__Task statement__: Rewrite the part that opens with the line containing "</instance>" and closes with the line containing "positive clicks: (248, 273)", changing "rough mask" to "coarse mask" and keeping everything else the same. Omit the pictures from your version.

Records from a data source
___
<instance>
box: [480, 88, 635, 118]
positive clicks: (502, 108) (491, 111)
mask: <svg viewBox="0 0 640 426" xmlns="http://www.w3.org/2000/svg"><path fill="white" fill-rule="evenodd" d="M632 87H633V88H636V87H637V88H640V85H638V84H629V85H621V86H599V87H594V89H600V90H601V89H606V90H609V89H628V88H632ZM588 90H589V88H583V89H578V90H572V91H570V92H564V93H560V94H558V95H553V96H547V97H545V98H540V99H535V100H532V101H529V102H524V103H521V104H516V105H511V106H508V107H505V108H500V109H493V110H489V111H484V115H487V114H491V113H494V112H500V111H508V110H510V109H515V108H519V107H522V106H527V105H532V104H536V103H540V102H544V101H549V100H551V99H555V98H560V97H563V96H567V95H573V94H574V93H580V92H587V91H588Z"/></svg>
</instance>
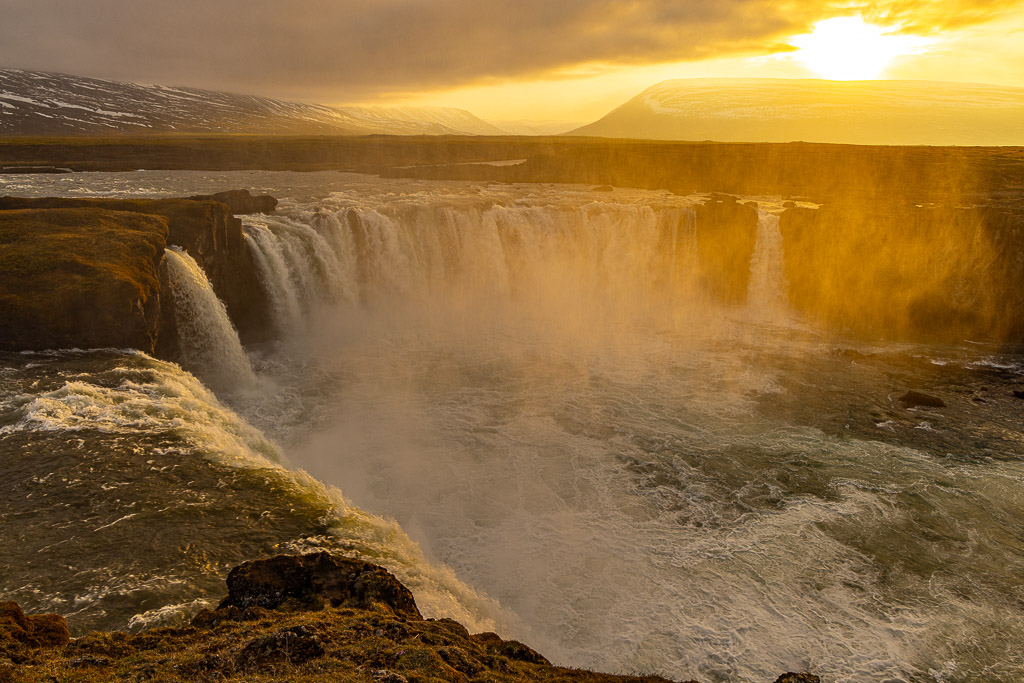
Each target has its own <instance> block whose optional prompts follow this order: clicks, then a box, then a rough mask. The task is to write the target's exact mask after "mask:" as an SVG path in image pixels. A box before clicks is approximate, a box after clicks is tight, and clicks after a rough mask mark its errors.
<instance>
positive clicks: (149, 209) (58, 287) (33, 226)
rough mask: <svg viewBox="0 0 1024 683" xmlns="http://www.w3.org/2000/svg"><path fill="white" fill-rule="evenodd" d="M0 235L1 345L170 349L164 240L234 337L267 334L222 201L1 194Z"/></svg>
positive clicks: (248, 273)
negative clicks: (172, 251) (204, 281)
mask: <svg viewBox="0 0 1024 683" xmlns="http://www.w3.org/2000/svg"><path fill="white" fill-rule="evenodd" d="M246 195H248V193H246ZM250 199H252V198H250ZM267 199H271V198H267ZM273 203H274V204H275V202H273ZM261 206H262V208H263V209H266V208H267V205H266V203H265V202H264V203H263V204H262V205H261ZM234 208H236V209H245V208H247V207H245V206H237V207H234ZM269 208H270V209H271V210H272V207H269ZM240 212H241V211H240ZM0 242H2V243H3V244H4V247H5V249H4V250H3V256H2V259H3V267H2V268H0V271H2V274H0V318H2V321H3V323H2V324H0V348H3V349H5V350H23V349H44V348H68V347H103V346H106V347H117V348H137V349H139V350H142V351H145V352H147V353H157V354H159V355H161V356H163V357H170V358H173V357H175V355H176V353H177V346H178V340H177V326H176V324H175V315H174V313H173V306H174V302H173V298H172V297H171V296H169V293H168V288H167V272H166V264H165V263H164V250H165V248H166V247H167V246H171V245H173V246H178V247H180V248H181V249H183V250H184V251H185V252H186V253H188V254H189V255H190V256H191V257H193V258H194V259H196V261H197V262H198V263H199V264H200V266H201V267H202V268H203V270H204V271H205V272H206V274H207V278H209V280H210V283H211V284H212V286H213V288H214V290H215V291H216V293H217V296H218V297H219V298H220V299H221V300H222V301H223V302H224V304H225V306H226V308H227V311H228V314H229V316H230V318H231V322H232V324H233V325H234V327H236V328H237V329H238V331H239V334H240V336H241V337H242V339H243V340H246V341H255V340H258V339H261V338H264V337H265V336H266V335H267V334H268V330H269V324H268V317H267V315H268V305H267V302H266V294H265V291H264V288H263V286H262V284H261V282H260V280H259V276H258V273H257V271H256V268H255V265H254V263H253V261H252V256H251V253H250V251H249V249H248V248H247V247H246V246H245V242H244V240H243V238H242V221H241V220H240V219H239V218H237V217H234V215H232V207H230V206H228V205H227V204H224V203H223V202H222V201H217V200H214V199H199V200H183V199H168V200H116V199H95V200H94V199H68V198H41V199H24V198H14V197H4V198H0Z"/></svg>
___
__Reply__:
</instance>
Each target has its own <instance> block whose optional prompts follow this order: clicks, then a box, then a coarse mask. The task is to write the target's exact mask after "mask:" as an SVG path in image pixels. A box before clicks is approximate, a box after clicks is tight, and clicks after a coarse mask mark its errors.
<instance>
positive clicks: (149, 209) (58, 287) (33, 226)
coarse mask: <svg viewBox="0 0 1024 683" xmlns="http://www.w3.org/2000/svg"><path fill="white" fill-rule="evenodd" d="M0 235L1 345L170 349L164 240L234 337L267 334L222 201L1 194Z"/></svg>
positive clicks: (248, 273)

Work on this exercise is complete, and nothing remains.